*Job:*
Pick out and copy each line of the data below that contains the string "post". The match is case-sensitive.

*Stored items:*
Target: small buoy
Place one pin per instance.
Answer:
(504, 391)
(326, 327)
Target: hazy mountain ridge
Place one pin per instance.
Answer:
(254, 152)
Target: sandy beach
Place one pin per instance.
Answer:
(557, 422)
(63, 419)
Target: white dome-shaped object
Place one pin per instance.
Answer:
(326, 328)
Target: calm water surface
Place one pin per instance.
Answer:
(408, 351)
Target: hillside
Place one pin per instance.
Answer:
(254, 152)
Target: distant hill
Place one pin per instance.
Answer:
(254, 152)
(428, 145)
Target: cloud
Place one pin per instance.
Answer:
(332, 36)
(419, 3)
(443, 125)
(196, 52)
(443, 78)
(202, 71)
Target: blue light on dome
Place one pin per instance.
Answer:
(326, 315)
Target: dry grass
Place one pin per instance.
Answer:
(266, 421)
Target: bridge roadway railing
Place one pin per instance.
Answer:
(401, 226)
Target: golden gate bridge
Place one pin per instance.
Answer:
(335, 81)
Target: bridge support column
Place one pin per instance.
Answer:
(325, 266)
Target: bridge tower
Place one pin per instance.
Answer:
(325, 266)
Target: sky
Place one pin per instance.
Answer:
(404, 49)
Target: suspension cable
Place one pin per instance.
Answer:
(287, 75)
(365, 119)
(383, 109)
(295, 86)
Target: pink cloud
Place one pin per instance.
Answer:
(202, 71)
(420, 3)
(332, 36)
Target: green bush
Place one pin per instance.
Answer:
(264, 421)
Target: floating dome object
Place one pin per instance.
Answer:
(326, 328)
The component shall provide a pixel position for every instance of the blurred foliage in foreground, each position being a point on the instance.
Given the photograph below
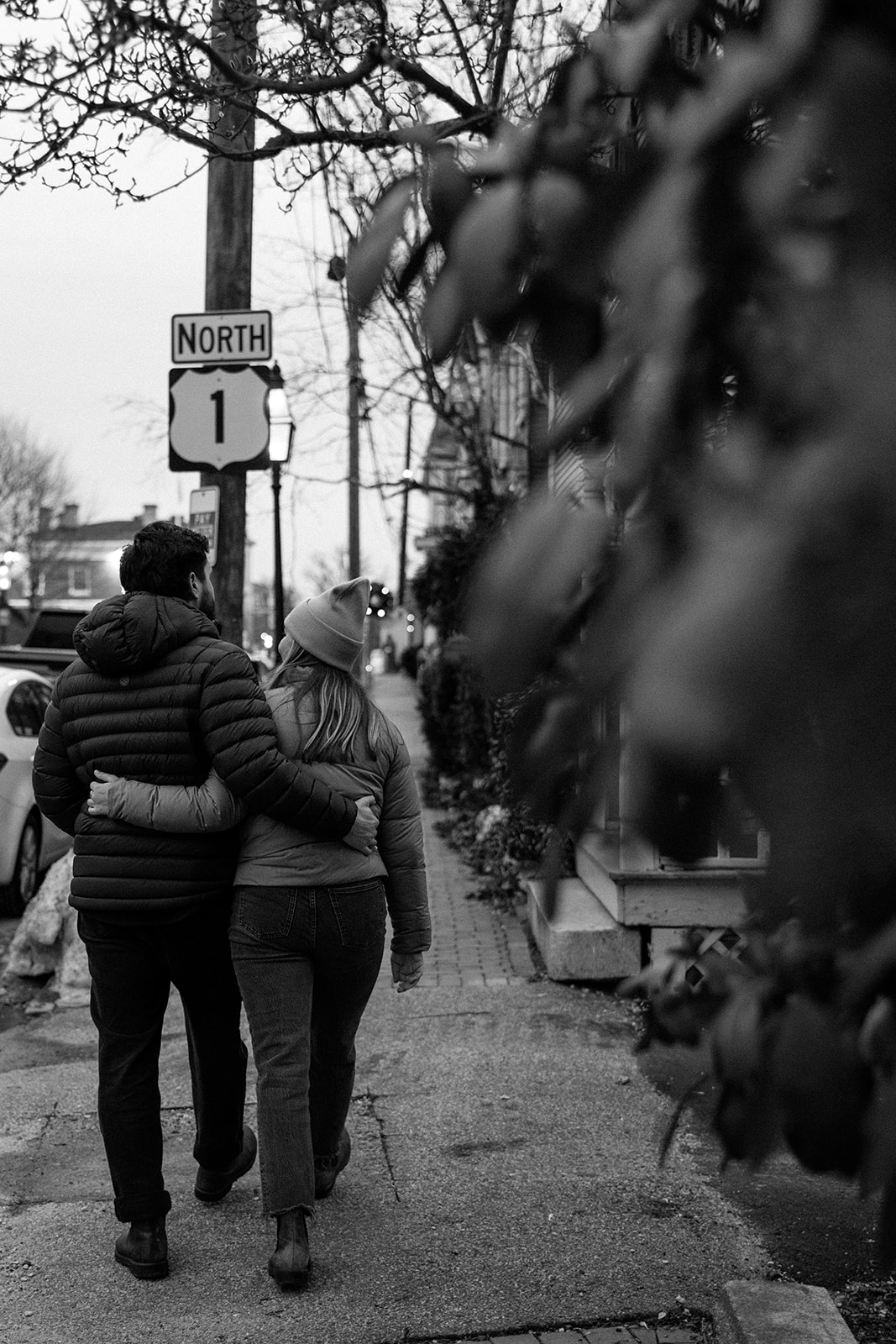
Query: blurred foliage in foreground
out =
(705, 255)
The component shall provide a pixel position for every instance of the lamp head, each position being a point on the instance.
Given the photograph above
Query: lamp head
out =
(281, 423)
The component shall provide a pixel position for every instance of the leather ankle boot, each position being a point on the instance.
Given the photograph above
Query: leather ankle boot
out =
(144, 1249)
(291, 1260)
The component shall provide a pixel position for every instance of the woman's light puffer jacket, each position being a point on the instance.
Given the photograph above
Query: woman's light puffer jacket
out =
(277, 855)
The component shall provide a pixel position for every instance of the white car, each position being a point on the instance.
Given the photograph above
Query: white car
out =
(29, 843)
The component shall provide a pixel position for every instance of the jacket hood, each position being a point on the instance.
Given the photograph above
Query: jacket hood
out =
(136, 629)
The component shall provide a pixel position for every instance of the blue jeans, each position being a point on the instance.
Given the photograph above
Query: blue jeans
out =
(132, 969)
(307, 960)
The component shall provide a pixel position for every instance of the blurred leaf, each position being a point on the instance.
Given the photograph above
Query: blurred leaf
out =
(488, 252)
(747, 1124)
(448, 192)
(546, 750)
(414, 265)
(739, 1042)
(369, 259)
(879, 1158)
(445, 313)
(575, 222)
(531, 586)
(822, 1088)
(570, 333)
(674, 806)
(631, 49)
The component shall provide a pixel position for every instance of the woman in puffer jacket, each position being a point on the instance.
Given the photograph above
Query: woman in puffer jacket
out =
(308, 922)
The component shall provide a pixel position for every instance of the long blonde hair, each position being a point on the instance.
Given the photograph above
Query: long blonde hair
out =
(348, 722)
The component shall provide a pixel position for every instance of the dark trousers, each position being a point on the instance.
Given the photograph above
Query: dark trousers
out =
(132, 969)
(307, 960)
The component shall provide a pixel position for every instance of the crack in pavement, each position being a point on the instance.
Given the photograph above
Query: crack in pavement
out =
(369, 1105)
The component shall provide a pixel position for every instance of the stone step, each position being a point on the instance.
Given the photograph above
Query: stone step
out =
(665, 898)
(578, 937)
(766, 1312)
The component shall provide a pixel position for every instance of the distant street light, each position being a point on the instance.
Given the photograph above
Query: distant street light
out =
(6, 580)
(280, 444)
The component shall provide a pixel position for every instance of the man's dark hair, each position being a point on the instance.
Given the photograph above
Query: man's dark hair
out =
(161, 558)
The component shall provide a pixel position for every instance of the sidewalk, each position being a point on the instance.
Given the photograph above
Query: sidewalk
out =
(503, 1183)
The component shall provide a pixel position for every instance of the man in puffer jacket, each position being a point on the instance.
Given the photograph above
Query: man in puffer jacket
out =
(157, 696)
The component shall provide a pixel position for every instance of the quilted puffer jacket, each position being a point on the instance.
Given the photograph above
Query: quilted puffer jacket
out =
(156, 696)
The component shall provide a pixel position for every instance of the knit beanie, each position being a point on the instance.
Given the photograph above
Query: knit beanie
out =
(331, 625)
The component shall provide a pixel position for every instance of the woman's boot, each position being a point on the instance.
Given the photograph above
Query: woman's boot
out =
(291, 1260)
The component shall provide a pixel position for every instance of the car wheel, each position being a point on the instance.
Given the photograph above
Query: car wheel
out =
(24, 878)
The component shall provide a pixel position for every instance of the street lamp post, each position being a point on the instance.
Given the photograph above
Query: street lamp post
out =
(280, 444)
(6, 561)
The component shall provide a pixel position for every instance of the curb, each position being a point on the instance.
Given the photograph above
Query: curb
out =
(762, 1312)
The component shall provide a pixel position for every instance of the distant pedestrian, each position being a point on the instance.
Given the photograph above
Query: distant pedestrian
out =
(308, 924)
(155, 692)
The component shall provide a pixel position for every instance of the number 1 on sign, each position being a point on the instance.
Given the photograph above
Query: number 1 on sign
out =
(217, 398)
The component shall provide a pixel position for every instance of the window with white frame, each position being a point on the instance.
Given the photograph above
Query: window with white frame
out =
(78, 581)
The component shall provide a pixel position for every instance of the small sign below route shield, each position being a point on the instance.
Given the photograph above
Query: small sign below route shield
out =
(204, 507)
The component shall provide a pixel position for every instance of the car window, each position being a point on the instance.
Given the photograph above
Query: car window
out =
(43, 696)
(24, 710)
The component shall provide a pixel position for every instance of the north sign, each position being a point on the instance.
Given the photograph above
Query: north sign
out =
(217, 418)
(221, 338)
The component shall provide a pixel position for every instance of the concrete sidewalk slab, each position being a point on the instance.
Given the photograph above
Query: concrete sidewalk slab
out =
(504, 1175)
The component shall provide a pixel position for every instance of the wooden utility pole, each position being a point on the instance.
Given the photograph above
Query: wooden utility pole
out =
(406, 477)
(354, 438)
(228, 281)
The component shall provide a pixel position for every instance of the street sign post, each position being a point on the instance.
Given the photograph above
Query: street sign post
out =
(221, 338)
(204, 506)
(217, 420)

* * *

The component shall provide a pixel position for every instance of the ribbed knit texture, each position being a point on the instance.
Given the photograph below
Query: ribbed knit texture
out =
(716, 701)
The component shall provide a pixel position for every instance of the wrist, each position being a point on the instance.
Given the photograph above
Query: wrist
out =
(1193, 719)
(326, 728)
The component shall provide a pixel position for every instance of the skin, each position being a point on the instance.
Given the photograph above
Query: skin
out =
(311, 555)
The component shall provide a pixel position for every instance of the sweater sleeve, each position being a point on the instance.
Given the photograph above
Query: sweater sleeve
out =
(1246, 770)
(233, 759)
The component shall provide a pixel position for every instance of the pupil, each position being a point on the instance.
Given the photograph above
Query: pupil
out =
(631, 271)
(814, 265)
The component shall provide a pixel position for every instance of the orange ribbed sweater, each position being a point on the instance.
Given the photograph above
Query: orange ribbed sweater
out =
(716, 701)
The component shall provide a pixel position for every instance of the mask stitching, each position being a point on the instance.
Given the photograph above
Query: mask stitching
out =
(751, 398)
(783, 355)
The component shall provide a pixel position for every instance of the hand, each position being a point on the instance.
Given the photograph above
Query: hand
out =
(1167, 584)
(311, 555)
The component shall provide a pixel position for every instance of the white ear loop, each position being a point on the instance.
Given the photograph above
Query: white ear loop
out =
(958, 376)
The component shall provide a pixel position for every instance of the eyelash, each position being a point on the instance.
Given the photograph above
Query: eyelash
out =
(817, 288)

*Solution to this task:*
The component shall provide a pixel position for every instance of the street lamp post, each position being a point on the instance.
Query: street lamp post
The component shall provide a pixel position for every instance of the street sign post, each position being a point on the instance.
Query: street sign post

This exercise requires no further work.